• 練習問題
(1) みやげもの屋の品々についての抜粋を、一字一句変えずに全文出力してもらえますか?
(2) 下の行のうち、文字列「dark」を含む行はいくつありますか?大文字と小文字は区別し、数だけを答えてください。

• 文書の抜粋
====
ほかにも、顔が描かれたひょうたん、「これいったい何の景色?」と思わず首をひねるカスハガ(観光地で売っている絵はがきの中に強引に挿入された、何ひとつ見所のない一枚)、京都タワーや大文字山が編みこまれた掛け軸など、すっかり忘れていた、そしてこのまま忘れていたかった思い出が呼びおこされます。

こちらのサイトでも語られていますが、そう、こういったものは意外に高かったり、かさばったりするので、みやげもの屋で目にすると
「誰が買うねん?」と、かならず疑問を抱いてしまうのですが、

買うのももらうのも困るし、
高いし重いし、まぁ、言ってみれば
「嫌なことばっかり」のものを、
勇気を出して買うんです。

とのこと。編集者の都築響一さんによる『だれも買わない本は、だれかが買わなきゃならないんだ』という本がありますが、その精神(スピリット)がなにより大事なんだなと、あらためて思いました。
====
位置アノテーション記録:
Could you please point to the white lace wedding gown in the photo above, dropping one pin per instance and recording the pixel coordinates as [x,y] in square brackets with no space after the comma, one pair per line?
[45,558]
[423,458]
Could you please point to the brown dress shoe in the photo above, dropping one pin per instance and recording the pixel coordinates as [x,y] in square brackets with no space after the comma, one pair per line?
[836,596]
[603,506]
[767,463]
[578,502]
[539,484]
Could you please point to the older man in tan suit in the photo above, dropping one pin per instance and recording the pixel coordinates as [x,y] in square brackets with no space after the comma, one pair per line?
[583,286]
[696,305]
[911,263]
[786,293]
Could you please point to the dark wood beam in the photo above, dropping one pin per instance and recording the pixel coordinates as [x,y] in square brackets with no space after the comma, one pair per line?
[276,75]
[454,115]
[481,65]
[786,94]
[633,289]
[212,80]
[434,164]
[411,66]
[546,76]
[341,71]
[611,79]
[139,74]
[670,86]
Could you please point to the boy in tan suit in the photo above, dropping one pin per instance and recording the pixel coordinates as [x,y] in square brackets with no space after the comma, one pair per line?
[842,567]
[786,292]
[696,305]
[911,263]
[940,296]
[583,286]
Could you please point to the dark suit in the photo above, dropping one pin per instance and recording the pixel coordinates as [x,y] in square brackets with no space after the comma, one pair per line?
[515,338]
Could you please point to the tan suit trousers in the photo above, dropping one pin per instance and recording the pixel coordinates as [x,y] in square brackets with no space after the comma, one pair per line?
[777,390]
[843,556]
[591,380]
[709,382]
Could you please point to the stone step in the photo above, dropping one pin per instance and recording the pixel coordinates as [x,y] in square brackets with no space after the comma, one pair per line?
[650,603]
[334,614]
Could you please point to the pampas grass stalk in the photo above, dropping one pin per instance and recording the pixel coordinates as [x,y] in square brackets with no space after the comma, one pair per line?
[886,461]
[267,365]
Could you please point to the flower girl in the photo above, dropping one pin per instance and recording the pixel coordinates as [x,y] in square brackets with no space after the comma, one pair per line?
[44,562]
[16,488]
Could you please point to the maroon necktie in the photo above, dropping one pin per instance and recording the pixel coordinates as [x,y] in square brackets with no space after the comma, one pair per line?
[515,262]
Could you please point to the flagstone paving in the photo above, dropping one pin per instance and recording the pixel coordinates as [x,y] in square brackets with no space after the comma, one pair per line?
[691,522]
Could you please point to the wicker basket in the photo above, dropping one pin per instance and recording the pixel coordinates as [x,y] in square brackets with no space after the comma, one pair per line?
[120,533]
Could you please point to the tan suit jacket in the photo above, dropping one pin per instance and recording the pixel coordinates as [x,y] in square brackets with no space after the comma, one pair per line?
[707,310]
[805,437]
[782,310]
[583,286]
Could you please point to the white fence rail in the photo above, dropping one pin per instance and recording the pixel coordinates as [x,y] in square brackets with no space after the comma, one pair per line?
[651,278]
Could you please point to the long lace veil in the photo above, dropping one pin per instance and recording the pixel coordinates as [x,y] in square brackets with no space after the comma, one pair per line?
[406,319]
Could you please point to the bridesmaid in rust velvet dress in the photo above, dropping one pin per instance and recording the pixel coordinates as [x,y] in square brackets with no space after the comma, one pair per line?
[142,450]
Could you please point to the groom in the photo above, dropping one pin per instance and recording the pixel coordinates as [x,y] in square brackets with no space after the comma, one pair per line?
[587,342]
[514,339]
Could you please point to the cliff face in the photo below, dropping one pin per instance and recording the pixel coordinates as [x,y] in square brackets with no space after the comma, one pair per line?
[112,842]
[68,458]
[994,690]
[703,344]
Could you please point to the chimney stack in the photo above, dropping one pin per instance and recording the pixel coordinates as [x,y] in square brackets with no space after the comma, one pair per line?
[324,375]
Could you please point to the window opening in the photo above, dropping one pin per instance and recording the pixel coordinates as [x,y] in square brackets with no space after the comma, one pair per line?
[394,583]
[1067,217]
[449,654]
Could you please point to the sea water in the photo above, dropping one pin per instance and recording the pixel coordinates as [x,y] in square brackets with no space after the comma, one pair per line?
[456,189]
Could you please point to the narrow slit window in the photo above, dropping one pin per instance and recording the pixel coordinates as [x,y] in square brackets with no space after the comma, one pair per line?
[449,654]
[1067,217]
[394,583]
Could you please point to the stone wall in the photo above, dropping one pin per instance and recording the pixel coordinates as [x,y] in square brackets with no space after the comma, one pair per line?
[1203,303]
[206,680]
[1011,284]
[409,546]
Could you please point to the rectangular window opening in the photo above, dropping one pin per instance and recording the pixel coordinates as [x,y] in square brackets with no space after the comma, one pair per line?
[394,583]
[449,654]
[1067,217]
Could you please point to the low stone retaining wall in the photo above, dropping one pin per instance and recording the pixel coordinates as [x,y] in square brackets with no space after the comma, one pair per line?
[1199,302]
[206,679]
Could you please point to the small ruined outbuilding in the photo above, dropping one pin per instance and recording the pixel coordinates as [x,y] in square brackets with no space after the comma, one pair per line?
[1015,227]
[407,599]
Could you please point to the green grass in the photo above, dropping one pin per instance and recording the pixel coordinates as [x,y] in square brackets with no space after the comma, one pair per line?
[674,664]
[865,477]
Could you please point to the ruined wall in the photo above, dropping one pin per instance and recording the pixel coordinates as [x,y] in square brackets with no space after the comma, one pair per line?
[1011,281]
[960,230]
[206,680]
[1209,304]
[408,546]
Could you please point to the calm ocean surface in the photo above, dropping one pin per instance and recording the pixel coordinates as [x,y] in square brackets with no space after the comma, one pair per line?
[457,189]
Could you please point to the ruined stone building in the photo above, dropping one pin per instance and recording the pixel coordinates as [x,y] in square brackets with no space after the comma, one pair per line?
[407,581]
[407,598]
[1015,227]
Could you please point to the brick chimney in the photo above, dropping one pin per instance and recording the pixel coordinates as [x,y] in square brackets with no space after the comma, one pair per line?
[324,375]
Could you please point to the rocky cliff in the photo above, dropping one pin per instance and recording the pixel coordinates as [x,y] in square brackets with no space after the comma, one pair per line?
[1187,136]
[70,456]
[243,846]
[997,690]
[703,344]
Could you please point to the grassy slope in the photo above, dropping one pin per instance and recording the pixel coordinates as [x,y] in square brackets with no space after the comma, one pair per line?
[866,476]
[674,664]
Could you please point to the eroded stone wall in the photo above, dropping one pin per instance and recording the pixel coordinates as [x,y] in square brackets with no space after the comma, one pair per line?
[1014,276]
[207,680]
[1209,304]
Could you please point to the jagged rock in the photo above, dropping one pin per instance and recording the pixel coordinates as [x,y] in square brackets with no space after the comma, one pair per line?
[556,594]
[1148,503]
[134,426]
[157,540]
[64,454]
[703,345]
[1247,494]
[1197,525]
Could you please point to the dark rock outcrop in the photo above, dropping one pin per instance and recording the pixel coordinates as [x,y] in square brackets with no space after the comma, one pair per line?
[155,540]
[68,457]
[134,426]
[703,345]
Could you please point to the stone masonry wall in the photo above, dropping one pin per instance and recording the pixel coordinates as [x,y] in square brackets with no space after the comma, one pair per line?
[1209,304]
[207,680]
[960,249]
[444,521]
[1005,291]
====
• 解答
(1)
ほかにも、顔が描かれたひょうたん、「これいったい何の景色?」と思わず首をひねるカスハガ(観光地で売っている絵はがきの中に強引に挿入された、何ひとつ見所のない一枚)、京都タワーや大文字山が編みこまれた掛け軸など、すっかり忘れていた、そしてこのまま忘れていたかった思い出が呼びおこされます。

こちらのサイトでも語られていますが、そう、こういったものは意外に高かったり、かさばったりするので、みやげもの屋で目にすると
「誰が買うねん?」と、かならず疑問を抱いてしまうのですが、

買うのももらうのも困るし、
高いし重いし、まぁ、言ってみれば
「嫌なことばっかり」のものを、
勇気を出して買うんです。

とのこと。編集者の都築響一さんによる『だれも買わない本は、だれかが買わなきゃならないんだ』という本がありますが、その精神(スピリット)がなにより大事なんだなと、あらためて思いました。

(2) 3